• **Set of tasks**:
1/ Answer these questions from the article on editing and performance, one line each:
(a) Who is credited with the quotation calling editing "a lie detector," and for what outlet was it written?
(b) Which director recommends that everyone take acting lessons?
(c) What other article does the piece suggest reading afterward?
2/ In the article on editing and performance, rewrite the part that opens with the words containing "As editors, what" and closes with "do every day.", swapping "lie detector" for "truth meter".

------ Source ------

Editing vs. Performance: What Can Editors Learn From Actors?
As editors, what can we learn from studying the craft of performance and how can this new perspective improve our editing, regardless of the kinds of projects we cut?
“Editing is a beautiful alchemical craft. But it has a dark side: editing is a lie detector. It detects acting lies, directing lies, dialogue lies and cinematography lies. But the biggest lie it detects is the flaw in the story.”
—Greg Loftin, Writing for The Cut
Viewing your craft from the perspective of another part of the filmmaking art form can be a revelatory experience. Alternative perspectives can help you experience and understand things that you’ve previously overlooked. And these new skills can deepen your mastery of the creative work you do every day.
In this article, we’ll be taking a look at how the art and craft of film editing can be better informed by the art of performance. (When you’re finished, you might want to take a look at our article on Editing vs. Screenwriting.)
Editing vs. performance
Director Ron Howard suggests that everyone take acting lessons—even if they have no interest in pursuing it professionally—as it will give them a real-world grounding in what it is like to “be vulnerable, to be out there and be a part of telling the story and communicating it directly to the audience.” It’ll certainly open you up to the emotional undercurrents of what’s happening on screen or onstage.

------ Given material ------

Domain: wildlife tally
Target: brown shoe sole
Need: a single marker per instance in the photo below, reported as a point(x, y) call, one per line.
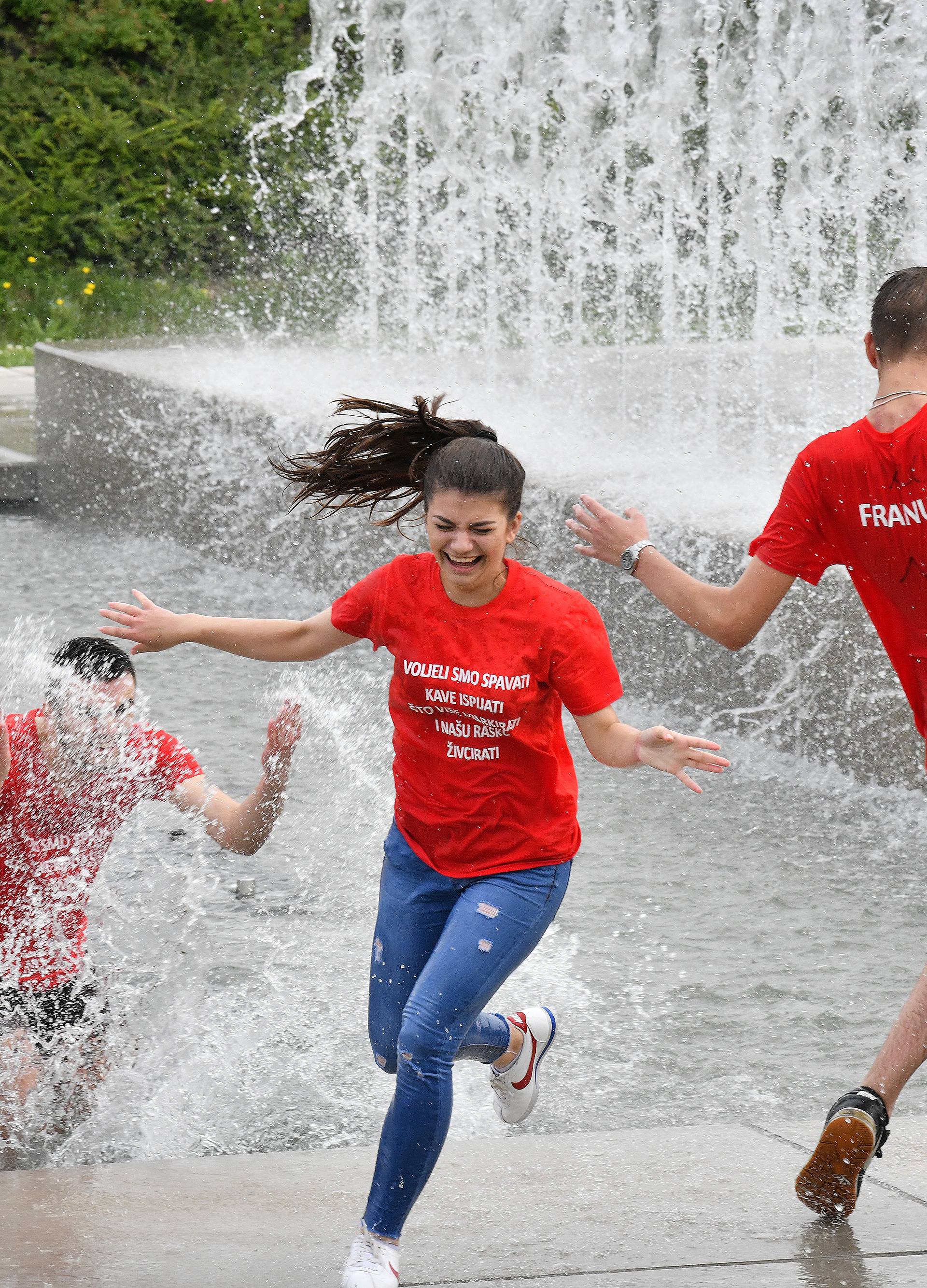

------

• **Worked answers**:
1/
(a) Greg Loftin, writing for The Cut
(b) Ron Howard
(c) Editing vs. Screenwriting

2/
As editors, what can we learn from studying the craft of performance and how can this new perspective improve our editing, regardless of the kinds of projects we cut?
“Editing is a beautiful alchemical craft. But it has a dark side: editing is a truth meter. It detects acting lies, directing lies, dialogue lies and cinematography lies. But the biggest lie it detects is the flaw in the story.”
—Greg Loftin, Writing for The Cut
Viewing your craft from the perspective of another part of the filmmaking art form can be a revelatory experience. Alternative perspectives can help you experience and understand things that you’ve previously overlooked. And these new skills can deepen your mastery of the creative work you do every day.